• WORK INSTRUCTIONS:
a - Repeat the passage on children's spatial navigation word for word, from "Cognitive mapping requires" to "(Tables 1 & 2).".
b - Write what comes next in the passage on how children find their way in virtual spaces, picking up right after its last sentence.

• PASSAGE GIVEN:
○ ○ ○

Memory Island (MI; Piper, Acevedo, Craytor, Murray, & Raber, 2010) was designed to characterize place learning in an environment with natural-looking features. MI does not use distal landmarks, although there are very large landmarks that give a sense of stability. Participants learn visible target locations in each quadrant with an aid (flag), then with the target visible only in close proximity (hidden trials), and then with no target during probe trials. The distance traveled to the target did not change with age during hidden trials for 7–10-year-olds. However, children who took a more direct path to the target during hidden trials spent more time in the correct quadrant during probe trials. The most striking improvements were from 9- to 10-years-old.

The virtual object location (VOL) paradigm is another augmented setup that assessed non-cognitive impacts on spatial memory with city-like distal landmarks and playground objects as landmarks (Figure 2C; Rodriguez-Andres, Mendez-Lopez, Juan, & Perez-Hernandez, 2018). Viewing the VE in 3D, 5–6-year-olds performed worse than the 7–12-year-olds at finding the remembered location of objects. Males and children with more videogame experience were more accurate and faster at navigating and children.

Summary

Whereas radial/arm mazes allow success using a distinct association between the arms and distal landmarks, MWM tasks gauge positional information relative to both proximal and distal cues in a continuous space, and thus allow measurement of a combination of landmarks into a framework. Such capabilities seem available by 8–10 years. Does this conclusion apply to more naturalistic environments? In the next section, we examine studies that aim for ecological validity.

Naturalistic environments

Cognitive mapping requires flexible combination of previously mentioned navigation strategies and accurate integration of the available cues. Natural environments imitate the appearance of real-life towns and cities, and tests navigation ability in spaces with naturalistic environmental features. Participants are not limited to inertial navigation and can use local and distal landmarks to build an integrated representation to allow for planning (Tables 1 & 2).

○ ○ ○

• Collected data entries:
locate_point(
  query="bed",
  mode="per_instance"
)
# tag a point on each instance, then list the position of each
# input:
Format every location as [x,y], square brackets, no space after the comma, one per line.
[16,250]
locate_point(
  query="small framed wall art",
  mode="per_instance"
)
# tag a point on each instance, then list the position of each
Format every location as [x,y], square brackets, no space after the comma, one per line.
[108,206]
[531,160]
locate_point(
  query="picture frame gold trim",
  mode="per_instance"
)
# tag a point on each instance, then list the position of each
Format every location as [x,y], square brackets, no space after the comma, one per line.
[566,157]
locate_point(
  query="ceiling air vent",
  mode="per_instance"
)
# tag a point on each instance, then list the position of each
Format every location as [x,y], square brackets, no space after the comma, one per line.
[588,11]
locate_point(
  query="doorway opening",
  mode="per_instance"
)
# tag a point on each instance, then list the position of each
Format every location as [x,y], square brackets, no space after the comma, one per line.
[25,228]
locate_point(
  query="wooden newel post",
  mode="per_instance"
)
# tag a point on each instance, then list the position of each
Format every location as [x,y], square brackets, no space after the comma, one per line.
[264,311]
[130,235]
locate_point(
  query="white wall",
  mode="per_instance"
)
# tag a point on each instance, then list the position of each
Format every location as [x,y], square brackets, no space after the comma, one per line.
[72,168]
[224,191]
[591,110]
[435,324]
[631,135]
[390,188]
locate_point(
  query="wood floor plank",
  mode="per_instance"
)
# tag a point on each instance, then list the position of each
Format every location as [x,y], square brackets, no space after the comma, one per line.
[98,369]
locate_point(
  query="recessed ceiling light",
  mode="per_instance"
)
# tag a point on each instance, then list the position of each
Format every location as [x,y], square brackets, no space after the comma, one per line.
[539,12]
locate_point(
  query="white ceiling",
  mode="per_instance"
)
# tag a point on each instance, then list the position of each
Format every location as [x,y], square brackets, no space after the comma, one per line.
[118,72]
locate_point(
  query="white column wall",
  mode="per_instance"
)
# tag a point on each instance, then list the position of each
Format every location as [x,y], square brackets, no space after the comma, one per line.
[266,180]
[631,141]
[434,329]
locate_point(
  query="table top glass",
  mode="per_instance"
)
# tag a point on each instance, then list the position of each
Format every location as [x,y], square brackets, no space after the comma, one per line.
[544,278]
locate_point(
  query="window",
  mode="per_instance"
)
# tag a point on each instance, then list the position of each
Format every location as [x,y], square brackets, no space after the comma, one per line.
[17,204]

○ ○ ○

• SET OF ANSWERS:
a -
Cognitive mapping requires flexible combination of previously mentioned navigation strategies and accurate integration of the available cues. Natural environments imitate the appearance of real-life towns and cities, and tests navigation ability in spaces with naturalistic environmental features. Participants are not limited to inertial navigation and can use local and distal landmarks to build an integrated representation to allow for planning (Tables 1 & 2).

b -
Shortcutting is often used as a metric of cognitive mapping, indicating a detailed knowledge of the environment to connect main paths. Farran et al. (2015) used a city-like maze to show age-related increases in effective shortcutting in typically developing children 5–11-years. Even in an enclosed space with realistic features inside rooms, adolescents 10 to 12 years took significantly more time to reach a room than adults, possibly due to a lack of distal cues and difficulty constructing a map (Murias, Slone, Tariq, & Iaria, 2019). In a museum with rooms, 10-year-olds were performing less like the younger children (7 to 9 years) and more like adults in timing and distance efficiencies, not getting lost, and in effective shortcutting (Burles et al., 2020). Without explicit one-to-one association of a landmark and an intersection or a turn, children must generate those associations with the information available, which seems to hinder precise mapping abilities even in adolescence.

Nazareth, Weisberg, Margulis, and Newcombe (2018) assessed integration ability for landmarks to build a cohesive mental representation of the environment using a VE of a college campus, Virtual Silcton (Weisberg, Schinazi, Newcombe, Shipley, & Epstein, 2014). Participants (8–16 years) learned locations along two main routes and then two connecting routes (Figure 3A). Accurate pointing to buildings within the same route and between the two main routes indicated better integration of the buildings, revealing a mental map. Around age 12 there were similar integration behaviors as adults. Performance was correlated with the Spatial Orientation Test (Hegarty, Kozhevnikov, & Waller, 2004) and the Mental Rotation Test (Vandenberg & Kuse, 1978). A follow-up longitudinal study replicated the cross-sectional findings and found that individual differences also stabilized around age 12 (Brucato, Nazareth, & Newcombe, 2022).

Figure 3. Natural environments.

Figure 3.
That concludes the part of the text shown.